◆ **PROBLEM STATEMENT**
Please reproduce the entries starting at the beginning and ending at the line containing "M 253 227 L", requests included, and shift every coordinate in the answers by adding 53 to it. Omit the pictures from your reply.

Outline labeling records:
▼▼▼

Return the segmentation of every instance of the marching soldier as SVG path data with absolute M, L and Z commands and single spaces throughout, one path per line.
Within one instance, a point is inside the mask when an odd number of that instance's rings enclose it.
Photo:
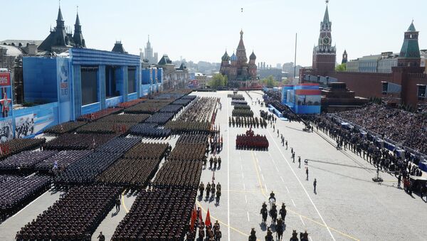
M 267 235 L 265 235 L 265 241 L 273 241 L 274 239 L 273 237 L 273 232 L 271 232 L 271 229 L 268 227 L 267 230 Z
M 253 227 L 252 227 L 252 230 L 251 230 L 251 235 L 249 235 L 249 238 L 248 239 L 248 241 L 256 241 L 256 231 L 255 230 L 255 229 Z
M 211 193 L 211 184 L 208 182 L 208 185 L 206 185 L 206 198 L 209 197 L 209 194 Z
M 214 158 L 214 169 L 216 169 L 216 165 L 218 164 L 218 159 L 216 156 Z
M 199 186 L 199 191 L 200 191 L 200 196 L 203 196 L 203 191 L 204 191 L 204 184 L 203 183 L 203 181 Z
M 214 163 L 214 158 L 211 156 L 209 159 L 209 169 L 212 169 L 212 163 Z
M 285 221 L 285 218 L 286 218 L 286 205 L 285 203 L 282 203 L 282 208 L 280 208 L 279 214 L 280 215 L 280 217 L 283 221 Z

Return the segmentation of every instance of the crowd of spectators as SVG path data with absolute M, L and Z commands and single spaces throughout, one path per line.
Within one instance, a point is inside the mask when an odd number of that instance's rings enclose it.
M 377 104 L 337 114 L 402 146 L 427 154 L 427 117 L 422 114 Z

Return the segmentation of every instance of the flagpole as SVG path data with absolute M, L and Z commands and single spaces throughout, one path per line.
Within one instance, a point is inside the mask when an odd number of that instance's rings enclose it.
M 297 39 L 298 38 L 298 33 L 295 33 L 295 55 L 294 58 L 294 80 L 297 75 Z

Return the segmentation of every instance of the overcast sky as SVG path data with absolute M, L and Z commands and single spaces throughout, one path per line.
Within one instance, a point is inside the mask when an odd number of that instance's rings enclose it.
M 293 61 L 295 33 L 297 63 L 311 65 L 325 9 L 322 0 L 63 0 L 60 5 L 73 28 L 78 5 L 88 48 L 110 50 L 120 40 L 138 54 L 149 34 L 159 58 L 220 62 L 226 48 L 231 54 L 237 48 L 243 28 L 248 55 L 253 49 L 257 62 L 273 66 Z M 0 40 L 43 40 L 56 25 L 58 6 L 53 0 L 4 1 Z M 412 19 L 420 48 L 427 48 L 426 9 L 426 0 L 330 0 L 337 60 L 344 49 L 350 59 L 399 52 Z

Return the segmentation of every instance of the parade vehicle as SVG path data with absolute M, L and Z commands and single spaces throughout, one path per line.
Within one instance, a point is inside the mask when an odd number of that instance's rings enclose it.
M 265 136 L 255 135 L 252 129 L 246 131 L 246 134 L 238 135 L 236 139 L 237 149 L 268 150 L 268 140 Z

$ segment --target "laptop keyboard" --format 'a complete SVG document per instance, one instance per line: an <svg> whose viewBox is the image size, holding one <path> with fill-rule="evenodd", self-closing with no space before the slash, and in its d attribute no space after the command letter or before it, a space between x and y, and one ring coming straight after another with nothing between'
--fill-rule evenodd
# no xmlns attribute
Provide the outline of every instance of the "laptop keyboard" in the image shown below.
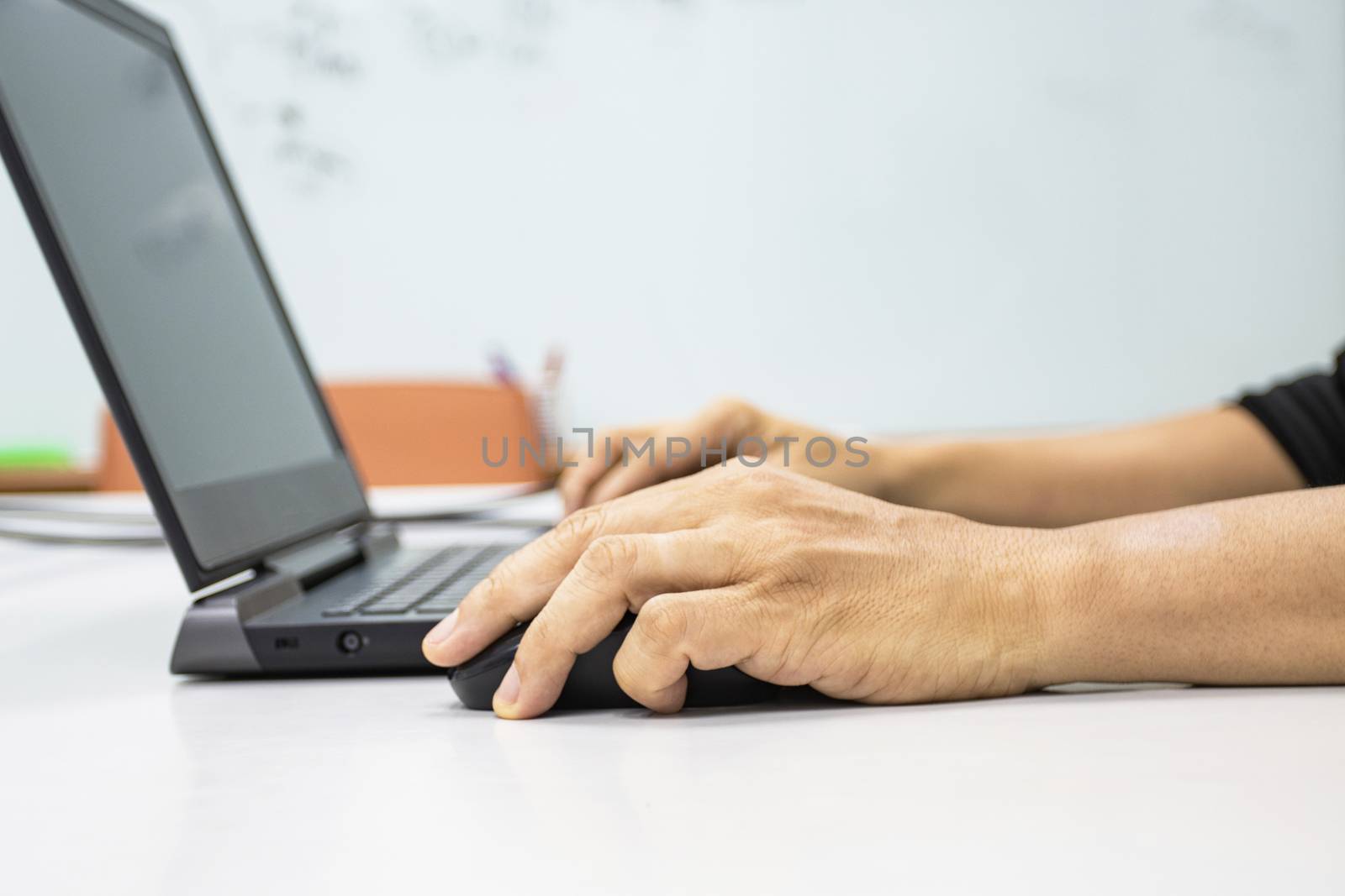
<svg viewBox="0 0 1345 896"><path fill-rule="evenodd" d="M393 566L364 590L323 610L324 617L447 615L516 544L456 544L420 563Z"/></svg>

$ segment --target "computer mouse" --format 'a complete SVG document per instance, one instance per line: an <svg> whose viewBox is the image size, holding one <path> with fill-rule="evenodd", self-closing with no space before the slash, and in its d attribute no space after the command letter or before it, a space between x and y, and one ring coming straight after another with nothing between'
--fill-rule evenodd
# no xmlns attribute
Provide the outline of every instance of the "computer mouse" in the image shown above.
<svg viewBox="0 0 1345 896"><path fill-rule="evenodd" d="M635 623L629 613L621 619L612 634L601 643L574 660L570 677L565 681L557 709L620 709L638 708L616 684L612 673L612 660L625 639L625 633ZM490 645L460 666L448 670L453 693L468 709L490 709L491 697L508 672L518 650L519 641L527 626L516 626L512 631ZM728 669L686 670L687 707L737 707L749 703L763 703L773 699L781 688L767 681L759 681L733 666Z"/></svg>

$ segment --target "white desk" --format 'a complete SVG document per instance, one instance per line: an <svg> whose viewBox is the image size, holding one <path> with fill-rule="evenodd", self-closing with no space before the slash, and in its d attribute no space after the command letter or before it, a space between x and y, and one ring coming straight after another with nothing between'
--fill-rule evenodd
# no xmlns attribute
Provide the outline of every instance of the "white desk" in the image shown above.
<svg viewBox="0 0 1345 896"><path fill-rule="evenodd" d="M160 548L0 543L5 892L1345 891L1341 688L507 723L174 678L184 603Z"/></svg>

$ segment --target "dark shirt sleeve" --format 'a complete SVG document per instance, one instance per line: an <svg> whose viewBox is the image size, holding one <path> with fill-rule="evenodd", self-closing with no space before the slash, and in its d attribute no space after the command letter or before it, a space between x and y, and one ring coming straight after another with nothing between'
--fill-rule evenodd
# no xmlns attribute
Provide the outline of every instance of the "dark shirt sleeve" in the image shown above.
<svg viewBox="0 0 1345 896"><path fill-rule="evenodd" d="M1251 411L1310 486L1345 485L1345 351L1330 373L1311 373L1244 395Z"/></svg>

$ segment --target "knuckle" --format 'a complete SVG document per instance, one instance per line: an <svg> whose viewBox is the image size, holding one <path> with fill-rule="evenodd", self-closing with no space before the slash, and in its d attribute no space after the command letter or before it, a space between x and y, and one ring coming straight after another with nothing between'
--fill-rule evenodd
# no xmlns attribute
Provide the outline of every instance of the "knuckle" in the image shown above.
<svg viewBox="0 0 1345 896"><path fill-rule="evenodd" d="M599 578L623 578L635 562L635 543L616 535L594 539L580 555L580 567L584 572Z"/></svg>
<svg viewBox="0 0 1345 896"><path fill-rule="evenodd" d="M686 637L687 619L677 603L651 600L640 610L644 633L656 643L679 643Z"/></svg>
<svg viewBox="0 0 1345 896"><path fill-rule="evenodd" d="M561 520L553 531L561 543L586 543L603 528L601 506L581 508Z"/></svg>

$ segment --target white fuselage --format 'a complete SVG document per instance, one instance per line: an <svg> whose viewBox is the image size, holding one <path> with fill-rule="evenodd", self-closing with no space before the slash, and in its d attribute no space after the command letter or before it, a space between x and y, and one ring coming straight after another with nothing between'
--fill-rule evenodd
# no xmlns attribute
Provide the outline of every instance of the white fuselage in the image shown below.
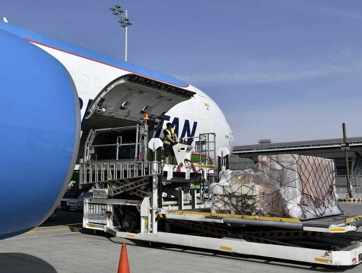
<svg viewBox="0 0 362 273"><path fill-rule="evenodd" d="M134 73L47 45L33 43L58 59L69 72L78 96L82 101L80 110L82 119L84 118L89 103L103 87L123 75ZM215 133L216 149L224 146L232 151L232 132L218 106L207 95L194 86L188 85L183 88L194 91L196 94L190 100L179 103L166 113L163 128L168 121L175 123L174 119L177 119L179 130L177 130L177 133L179 138L196 137L203 133ZM192 135L190 135L192 133Z"/></svg>

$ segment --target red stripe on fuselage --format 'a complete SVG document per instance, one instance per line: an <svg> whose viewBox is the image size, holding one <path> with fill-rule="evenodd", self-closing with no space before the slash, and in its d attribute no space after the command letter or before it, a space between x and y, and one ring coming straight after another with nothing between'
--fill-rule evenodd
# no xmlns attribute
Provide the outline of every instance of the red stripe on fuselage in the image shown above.
<svg viewBox="0 0 362 273"><path fill-rule="evenodd" d="M124 68L121 68L121 67L117 67L115 65L110 65L109 63L103 63L103 62L101 62L100 61L97 61L97 60L94 60L94 59L92 59L92 58L90 58L84 57L84 56L76 54L75 53L71 53L71 52L67 52L67 51L65 51L65 50L60 50L59 48L54 47L52 47L50 45L45 45L44 43L36 42L34 41L32 41L32 40L27 39L25 39L25 40L26 40L26 41L27 41L28 42L30 42L30 43L36 43L37 45L43 45L43 46L45 46L45 47L49 47L49 48L52 48L53 50L58 50L60 52L64 52L64 53L67 53L68 54L76 56L77 57L83 58L85 58L87 60L92 61L93 62L101 63L101 64L104 65L108 65L108 66L110 66L111 67L117 68L117 69L121 69L121 70L126 71L127 72L131 72L131 73L133 73L135 74L139 75L139 76L142 76L144 77L152 78L152 80L158 80L158 81L160 81L160 82L163 83L167 83L168 85L172 85L177 86L177 87L182 87L182 88L186 88L186 87L188 87L190 86L190 85L188 83L188 85L186 85L185 87L180 86L180 85L174 85L173 83L168 83L168 82L165 82L163 80L159 80L158 78L150 77L149 76L147 76L147 75L144 75L144 74L139 74L139 73L135 72L133 71L131 71L131 70L126 69Z"/></svg>

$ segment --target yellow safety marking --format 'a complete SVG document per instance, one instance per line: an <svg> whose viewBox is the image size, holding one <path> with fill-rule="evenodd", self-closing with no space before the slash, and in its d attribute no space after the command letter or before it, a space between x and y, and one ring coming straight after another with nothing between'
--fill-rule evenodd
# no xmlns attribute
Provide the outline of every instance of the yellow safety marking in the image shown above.
<svg viewBox="0 0 362 273"><path fill-rule="evenodd" d="M319 263L328 263L330 262L330 260L328 260L328 259L315 258L314 260L315 261L318 261Z"/></svg>
<svg viewBox="0 0 362 273"><path fill-rule="evenodd" d="M258 219L263 221L279 221L283 222L300 223L300 220L296 218L280 218L280 217L268 217L265 216L252 216L252 215L229 215L226 213L212 213L212 212L201 212L192 210L170 210L170 213L179 215L193 215L200 216L214 216L218 217L230 217L239 219Z"/></svg>
<svg viewBox="0 0 362 273"><path fill-rule="evenodd" d="M26 233L39 233L39 232L51 232L53 231L69 230L69 228L58 228L56 230L30 230Z"/></svg>
<svg viewBox="0 0 362 273"><path fill-rule="evenodd" d="M346 232L345 228L330 228L329 231L331 232Z"/></svg>
<svg viewBox="0 0 362 273"><path fill-rule="evenodd" d="M112 230L109 228L106 228L106 232L108 233L111 233L113 236L117 236L117 231Z"/></svg>
<svg viewBox="0 0 362 273"><path fill-rule="evenodd" d="M359 221L362 219L362 215L356 215L352 217L348 217L346 219L346 223L354 222L355 221Z"/></svg>
<svg viewBox="0 0 362 273"><path fill-rule="evenodd" d="M225 250L225 251L231 251L231 248L229 248L228 246L220 245L220 250Z"/></svg>

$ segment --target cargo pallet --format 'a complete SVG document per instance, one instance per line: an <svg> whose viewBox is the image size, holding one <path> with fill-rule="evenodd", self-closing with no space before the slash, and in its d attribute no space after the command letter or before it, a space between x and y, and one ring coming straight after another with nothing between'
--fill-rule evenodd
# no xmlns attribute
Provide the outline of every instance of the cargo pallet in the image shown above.
<svg viewBox="0 0 362 273"><path fill-rule="evenodd" d="M157 158L157 149L161 144L159 139L149 142L153 158ZM228 153L225 149L217 151L224 169L225 158ZM162 171L168 172L167 178L171 180L175 173L183 173L187 182L190 174L195 173L201 173L207 179L214 171L210 166L200 165L195 169L190 164L183 164L181 168L179 165L162 166L158 161L153 161L152 164L145 164L150 167L147 168L148 175L145 176L149 179L148 196L129 194L121 195L120 199L112 199L112 196L109 198L112 187L103 185L104 188L94 190L93 198L84 200L84 228L151 243L326 265L348 266L362 263L362 235L353 232L362 226L362 215L341 215L301 221L212 213L210 200L203 199L201 195L198 197L195 190L191 191L186 200L182 187L174 201L163 201L161 198L162 187L168 183L161 179ZM89 170L84 171L91 176ZM106 184L105 180L102 182ZM89 182L85 180L81 182L87 183ZM140 185L144 186L145 184ZM137 186L130 187L128 193L137 190ZM134 213L130 213L131 211ZM128 221L132 215L139 217L137 224L134 223L134 218L133 223Z"/></svg>

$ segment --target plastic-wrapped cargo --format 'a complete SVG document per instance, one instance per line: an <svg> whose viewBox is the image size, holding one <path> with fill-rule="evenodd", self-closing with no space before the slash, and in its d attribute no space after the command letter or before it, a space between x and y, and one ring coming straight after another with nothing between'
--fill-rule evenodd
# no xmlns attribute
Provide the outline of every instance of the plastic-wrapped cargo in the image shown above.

▲▲▲

◆ **CORRECT RESULT**
Return the segmentation of every instance of the marching soldier as SVG path data with absolute M, L and Z commands and single spaces throughout, one path per line.
Within one instance, a point is inside the mask when an odd number of that instance's rings enclose it.
Photo:
M 320 288 L 318 288 L 318 294 L 326 294 L 327 292 L 326 290 L 326 285 L 324 285 L 324 282 L 321 280 L 320 283 Z
M 306 280 L 305 280 L 305 283 L 304 283 L 304 288 L 302 288 L 302 291 L 301 292 L 301 294 L 309 294 L 309 284 L 308 283 L 308 282 Z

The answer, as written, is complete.